▶ **Exercise**
Return all of the data exactly as written, without the pictures.

▶ **Provided entries**

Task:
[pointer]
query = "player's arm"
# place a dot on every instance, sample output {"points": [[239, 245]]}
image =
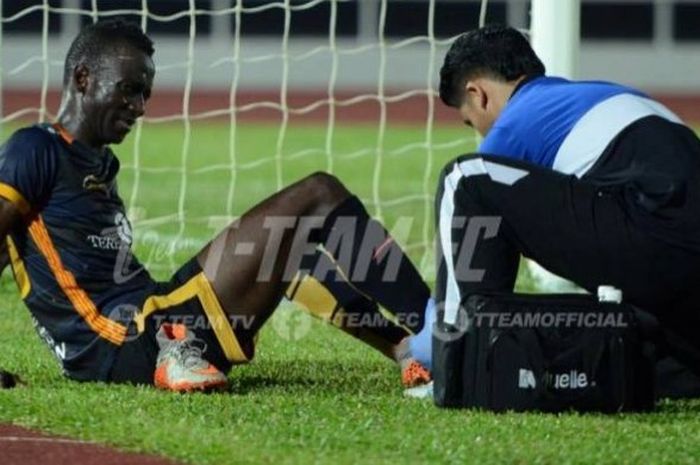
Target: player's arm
{"points": [[9, 215]]}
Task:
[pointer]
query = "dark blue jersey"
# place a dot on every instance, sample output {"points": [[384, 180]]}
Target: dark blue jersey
{"points": [[567, 125], [72, 253]]}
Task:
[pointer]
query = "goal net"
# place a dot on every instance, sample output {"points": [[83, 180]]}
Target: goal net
{"points": [[252, 94]]}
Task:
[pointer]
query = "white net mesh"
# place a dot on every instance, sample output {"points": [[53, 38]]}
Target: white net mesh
{"points": [[339, 76]]}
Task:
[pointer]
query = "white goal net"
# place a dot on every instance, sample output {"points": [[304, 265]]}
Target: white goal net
{"points": [[252, 94]]}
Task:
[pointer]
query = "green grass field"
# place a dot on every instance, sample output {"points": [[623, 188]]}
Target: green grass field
{"points": [[313, 396]]}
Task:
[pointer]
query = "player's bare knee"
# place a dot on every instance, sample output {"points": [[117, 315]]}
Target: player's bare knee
{"points": [[326, 188]]}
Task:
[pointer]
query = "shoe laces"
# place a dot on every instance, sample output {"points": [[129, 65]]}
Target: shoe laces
{"points": [[190, 352]]}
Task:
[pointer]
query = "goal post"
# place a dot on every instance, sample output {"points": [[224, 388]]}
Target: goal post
{"points": [[348, 69], [555, 35]]}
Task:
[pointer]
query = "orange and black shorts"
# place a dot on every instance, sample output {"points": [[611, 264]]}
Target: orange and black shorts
{"points": [[188, 299]]}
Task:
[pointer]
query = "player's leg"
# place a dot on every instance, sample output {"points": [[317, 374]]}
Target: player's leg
{"points": [[253, 261], [321, 288]]}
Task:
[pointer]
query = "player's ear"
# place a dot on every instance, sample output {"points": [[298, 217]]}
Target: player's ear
{"points": [[476, 94], [80, 77]]}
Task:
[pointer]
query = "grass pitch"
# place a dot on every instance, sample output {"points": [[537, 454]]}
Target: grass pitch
{"points": [[312, 395]]}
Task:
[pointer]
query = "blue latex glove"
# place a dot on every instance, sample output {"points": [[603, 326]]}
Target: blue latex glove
{"points": [[421, 344]]}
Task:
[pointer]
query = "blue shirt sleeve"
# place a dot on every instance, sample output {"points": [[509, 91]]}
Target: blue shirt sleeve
{"points": [[499, 141], [28, 168]]}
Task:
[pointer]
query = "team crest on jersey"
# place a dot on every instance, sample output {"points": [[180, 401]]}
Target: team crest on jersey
{"points": [[115, 237], [93, 183], [123, 228]]}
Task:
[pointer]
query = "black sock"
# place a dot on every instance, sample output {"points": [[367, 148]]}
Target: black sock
{"points": [[374, 263]]}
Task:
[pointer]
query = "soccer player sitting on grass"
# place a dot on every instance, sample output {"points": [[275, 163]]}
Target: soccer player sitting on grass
{"points": [[98, 309], [593, 180]]}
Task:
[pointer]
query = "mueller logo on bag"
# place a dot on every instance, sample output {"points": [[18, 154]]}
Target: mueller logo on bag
{"points": [[570, 380], [526, 379]]}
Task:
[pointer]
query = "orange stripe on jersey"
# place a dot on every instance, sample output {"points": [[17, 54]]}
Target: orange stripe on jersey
{"points": [[103, 326], [10, 193]]}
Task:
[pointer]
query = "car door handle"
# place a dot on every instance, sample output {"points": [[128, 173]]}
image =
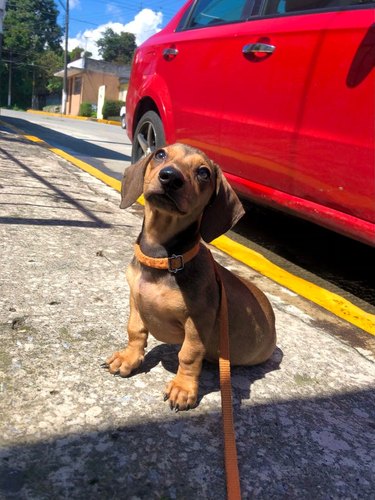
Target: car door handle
{"points": [[170, 53], [258, 47]]}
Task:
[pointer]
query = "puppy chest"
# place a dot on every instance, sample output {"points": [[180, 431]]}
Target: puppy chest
{"points": [[162, 309]]}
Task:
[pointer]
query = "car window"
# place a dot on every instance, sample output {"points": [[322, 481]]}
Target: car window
{"points": [[214, 12], [286, 6]]}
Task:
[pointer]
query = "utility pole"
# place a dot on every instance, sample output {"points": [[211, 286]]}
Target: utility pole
{"points": [[65, 81]]}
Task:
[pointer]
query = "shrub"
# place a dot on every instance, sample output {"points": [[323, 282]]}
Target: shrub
{"points": [[111, 108], [85, 109]]}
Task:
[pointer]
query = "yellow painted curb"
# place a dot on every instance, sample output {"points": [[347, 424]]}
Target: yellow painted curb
{"points": [[330, 301]]}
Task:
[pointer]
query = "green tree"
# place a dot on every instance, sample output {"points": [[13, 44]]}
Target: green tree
{"points": [[31, 35], [118, 48]]}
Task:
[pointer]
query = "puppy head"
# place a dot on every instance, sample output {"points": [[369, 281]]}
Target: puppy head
{"points": [[183, 181]]}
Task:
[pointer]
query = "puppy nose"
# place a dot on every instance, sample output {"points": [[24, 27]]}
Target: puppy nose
{"points": [[171, 178]]}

▶ **Problem solution**
Task:
[pointer]
query = "player's arm"
# place a dot on every instance, sample output {"points": [[239, 245]]}
image =
Target: player's arm
{"points": [[9, 215]]}
Task:
[pointer]
query = "dark blue jersey"
# place a dot on every instance, sample output {"points": [[384, 180]]}
Target: dark blue jersey
{"points": [[567, 125], [72, 253]]}
Task:
[pointer]
query = "goal net"
# place a dot on every instance, sample output {"points": [[83, 180]]}
Target: goal net
{"points": [[252, 94]]}
Task:
[pointer]
query = "white net mesh"
# place a dot on every instance, sample output {"points": [[53, 38]]}
Target: white net mesh
{"points": [[339, 76]]}
Task:
[pointer]
query = "white goal net"
# place a dot on every instance, sample output {"points": [[304, 265]]}
Target: white goal net
{"points": [[252, 94]]}
Task:
[pointer]
query = "green grass field"
# place a dot on every instance, sample output {"points": [[623, 188]]}
Target: green grass field
{"points": [[313, 396]]}
Task:
[pointer]
query = "player's bare knee"
# place a dot on every instance, sample output {"points": [[117, 315]]}
Target: player's bare knee
{"points": [[326, 188]]}
Task:
[pointer]
query = "shoe laces"
# place a dot on every instance, sample output {"points": [[129, 65]]}
Target: shoe laces
{"points": [[190, 352]]}
Task:
[pointer]
query = "goal post"
# place a dot on every instance, sample output {"points": [[224, 388]]}
Target: goal post
{"points": [[348, 69], [555, 35]]}
Task:
[pointer]
query = "orange and black shorts"
# place a dot on every instance, sample output {"points": [[611, 264]]}
Target: orange and black shorts
{"points": [[188, 299]]}
Task:
[pointer]
query = "player's leg"
# place a dot on every instance, sample output {"points": [[317, 374]]}
Target: player's leg
{"points": [[253, 261], [321, 288]]}
Task:
[pointer]
query = "player's ear"
# place a dot on every instance, sample output {"points": [[298, 217]]}
Target: player's ear
{"points": [[476, 94], [80, 77]]}
Task:
[pointer]
query = "grass pitch"
# place a dot on every instance, sample output {"points": [[537, 454]]}
Target: grass pitch
{"points": [[312, 395]]}
Task:
[pointer]
query = "blue latex glove"
# place a dot on every instance, sample output {"points": [[603, 326]]}
Target: blue latex glove
{"points": [[421, 344]]}
Task:
[pointer]
query = "blue shirt sleeve"
# place a dot on every instance, sample output {"points": [[509, 91]]}
Target: blue shirt sleeve
{"points": [[499, 141], [28, 168]]}
Task:
[pointer]
query = "team crest on jersey"
# place a dot on every instance, sample output {"points": [[180, 401]]}
Target: team crest on jersey
{"points": [[115, 237], [93, 183], [123, 228]]}
Task:
[pointer]
query = "black sock"
# place a dot on every instance, sample output {"points": [[367, 148]]}
Target: black sock
{"points": [[374, 263]]}
Task:
[pointer]
query = "soccer player sitting on grass"
# place a dot on every instance, sample output {"points": [[275, 163]]}
Target: soccer player sitting on grass
{"points": [[98, 309], [593, 180]]}
Task:
[pointer]
query = "mueller logo on bag"
# place a dot on every instance, sample output {"points": [[18, 154]]}
Target: mueller logo on bag
{"points": [[570, 380], [526, 379]]}
Task:
[pointer]
query = "orange stripe on jersey"
# place a dot on every instance, sample output {"points": [[17, 54]]}
Target: orange stripe on jersey
{"points": [[103, 326], [10, 193]]}
Task:
[pointer]
query = "car door handle"
# place a dot on every instance, sample output {"points": [[128, 173]]}
image =
Target: car door handle
{"points": [[170, 53], [258, 47]]}
Task:
[pointer]
query = "puppy chest"
# place a dot on every instance, sample output {"points": [[180, 431]]}
Target: puppy chest
{"points": [[162, 309]]}
Task:
[pointer]
query = "car window"
# place a dot on every instance, sample output {"points": [[322, 481]]}
Target: car window
{"points": [[214, 12], [286, 6]]}
Task:
[pointer]
query = "utility pole"
# place a dot on every instance, sample output {"points": [[211, 286]]}
Target: utility pole
{"points": [[65, 81]]}
Task:
[pointer]
query = "shrub"
# place a dot on every instance, sample output {"points": [[323, 282]]}
Target: shrub
{"points": [[111, 108], [85, 109]]}
Task:
[pointer]
query = "yellow painted curb"
# place a dot on every instance, sample output {"points": [[347, 424]]}
Target: yellow painted curb
{"points": [[330, 301]]}
Task:
[pointer]
query = "green tree"
# place a dot on every instance, sample output {"points": [[13, 44]]}
Target: green tree
{"points": [[31, 35], [118, 48]]}
Task:
[pointer]
query = "puppy head"
# place a dot on every instance, sample output {"points": [[369, 281]]}
Target: puppy head
{"points": [[183, 181]]}
Task:
[pointer]
query = "puppy nose"
# place a dot on every instance, sample output {"points": [[24, 27]]}
Target: puppy nose
{"points": [[171, 178]]}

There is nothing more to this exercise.